-------- PASSAGE TO READ
Nov 22, 1963 (The day of JFK's assassination) is one of twenty-eight occasions on which he receives EST, which eventually ends Phædrus (to reappear 5 years later on July 24th 1968) "He was dead. Destroyed by order of the court, enforced by the transmission of high-voltage alternating current through the lobes of his brain. Approximately 800 mills of amperage at durations of 0.5 to 1.5 seconds had been applied on twenty-eight consecutive occasions, in a process known technologically as Annihilation ECS. A whole personality had been liquidated without a trace in a technologically faultless act that has defined our relationship ever since. I (Pirsig) have never met him (Phædrus). Never will." (Z25 p91)
The start of Bob's recovery. After the shock treatments Bob sees that further direct pursuit of the Metaphysics of Quality will commit him institutionally for life, so he finally caves in and adopts his role as the narrator of Zen and the Art of Motorcycle Maintenance. (Bob has spent over two years in and out of of mental hospitals. (1974 NYT Interview). "What I am is a heretic who's recanted, and thereby in everyone's eyes saved his soul. Everyone's eyes but one, who knows deep down inside that all he has saved is his skin.")
----------------
-------- INFORMATION PROVIDED
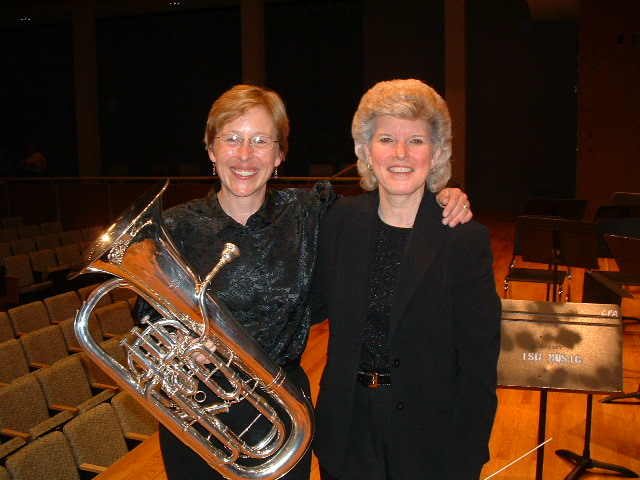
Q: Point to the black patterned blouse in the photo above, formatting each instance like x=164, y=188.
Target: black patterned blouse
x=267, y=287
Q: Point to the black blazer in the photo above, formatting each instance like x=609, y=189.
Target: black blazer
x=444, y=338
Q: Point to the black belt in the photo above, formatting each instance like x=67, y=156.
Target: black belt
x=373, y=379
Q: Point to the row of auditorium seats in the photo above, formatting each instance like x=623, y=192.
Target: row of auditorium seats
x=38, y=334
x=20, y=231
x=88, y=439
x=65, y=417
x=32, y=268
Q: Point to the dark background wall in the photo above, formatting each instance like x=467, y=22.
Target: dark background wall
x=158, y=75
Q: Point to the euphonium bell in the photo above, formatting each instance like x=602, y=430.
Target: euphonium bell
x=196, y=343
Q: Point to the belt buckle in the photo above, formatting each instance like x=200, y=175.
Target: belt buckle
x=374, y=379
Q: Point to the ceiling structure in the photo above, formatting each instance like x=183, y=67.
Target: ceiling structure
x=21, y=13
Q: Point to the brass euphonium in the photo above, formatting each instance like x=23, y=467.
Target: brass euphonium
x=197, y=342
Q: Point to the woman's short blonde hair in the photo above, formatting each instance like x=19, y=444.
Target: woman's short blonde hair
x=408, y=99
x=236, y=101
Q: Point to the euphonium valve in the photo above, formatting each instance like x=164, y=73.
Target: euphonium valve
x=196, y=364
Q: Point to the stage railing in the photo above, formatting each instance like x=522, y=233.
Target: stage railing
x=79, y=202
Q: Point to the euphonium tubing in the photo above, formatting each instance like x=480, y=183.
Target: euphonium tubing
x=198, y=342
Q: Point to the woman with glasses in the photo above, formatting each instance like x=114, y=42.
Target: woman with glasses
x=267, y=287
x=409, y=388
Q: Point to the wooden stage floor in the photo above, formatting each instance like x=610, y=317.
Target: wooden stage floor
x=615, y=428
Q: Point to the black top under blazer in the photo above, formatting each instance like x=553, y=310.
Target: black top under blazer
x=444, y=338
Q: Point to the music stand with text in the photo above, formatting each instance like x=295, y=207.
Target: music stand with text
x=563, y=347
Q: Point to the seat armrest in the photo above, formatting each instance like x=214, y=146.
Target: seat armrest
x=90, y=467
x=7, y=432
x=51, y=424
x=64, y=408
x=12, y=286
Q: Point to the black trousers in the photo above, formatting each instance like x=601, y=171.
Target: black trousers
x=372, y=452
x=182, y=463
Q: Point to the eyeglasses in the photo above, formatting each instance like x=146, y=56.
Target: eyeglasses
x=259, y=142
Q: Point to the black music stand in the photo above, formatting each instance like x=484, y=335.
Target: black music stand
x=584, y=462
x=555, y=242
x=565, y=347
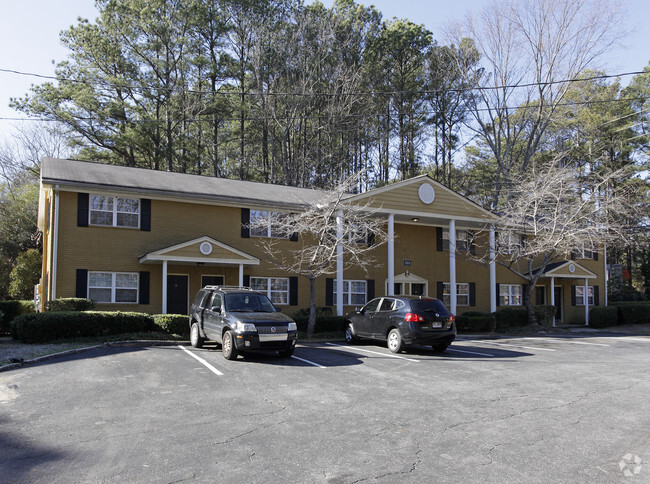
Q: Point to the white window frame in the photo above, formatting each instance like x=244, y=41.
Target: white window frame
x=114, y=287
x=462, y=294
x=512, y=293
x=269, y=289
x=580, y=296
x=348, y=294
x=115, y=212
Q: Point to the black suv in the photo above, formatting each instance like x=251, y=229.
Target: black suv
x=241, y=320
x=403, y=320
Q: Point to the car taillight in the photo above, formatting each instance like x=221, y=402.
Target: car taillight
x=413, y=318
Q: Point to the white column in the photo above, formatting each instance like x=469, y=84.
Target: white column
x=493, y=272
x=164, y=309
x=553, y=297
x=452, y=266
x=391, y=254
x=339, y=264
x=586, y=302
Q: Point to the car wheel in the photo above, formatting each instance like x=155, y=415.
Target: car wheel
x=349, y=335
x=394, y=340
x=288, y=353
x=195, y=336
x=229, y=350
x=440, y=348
----------------
TASKS TO COMPLETE:
1. According to the passage on Pirsig and Phædrus, on how many consecutive occasions was the high-voltage current applied?
2. Carry on the passage on Pirsig and Phædrus from where it stops.

TASK-BY-TASK ANSWERS:
1. Twenty-eight.

2.
January 73 - Landis confirms his support to get ZMM published in its final form, and the internal and external marketing effort this will take. "The book was sold to Morrow in January 1973".
April 73 - Landis makes his formal recommendation to the William Morrow editorial board, ending with the statement "This book is brilliant beyond belief, it is probably a work of genius, and will, I'll wager, attain classic stature." (Z25 Readers Guide p427)
Bob becomes a Board Member and Vice-President at the incorporation of a new Minnesota Zen Meditation Centre.
July / August 73 - Landis involves George Steiner as a reviewer. Steiner compares ZMM to Dostoyevsky, Broch, Proust and Bergson. Steiner recommends to the New Yorker that a review should support its publication. Landis considers Steiner's "stellar reputation" as very influential. (Landis 2nd Aug 1973, Z25 Readers Guide p429)
After 121 rejections, you only need one acceptance says Bob. (Z25 Readers Guide p432)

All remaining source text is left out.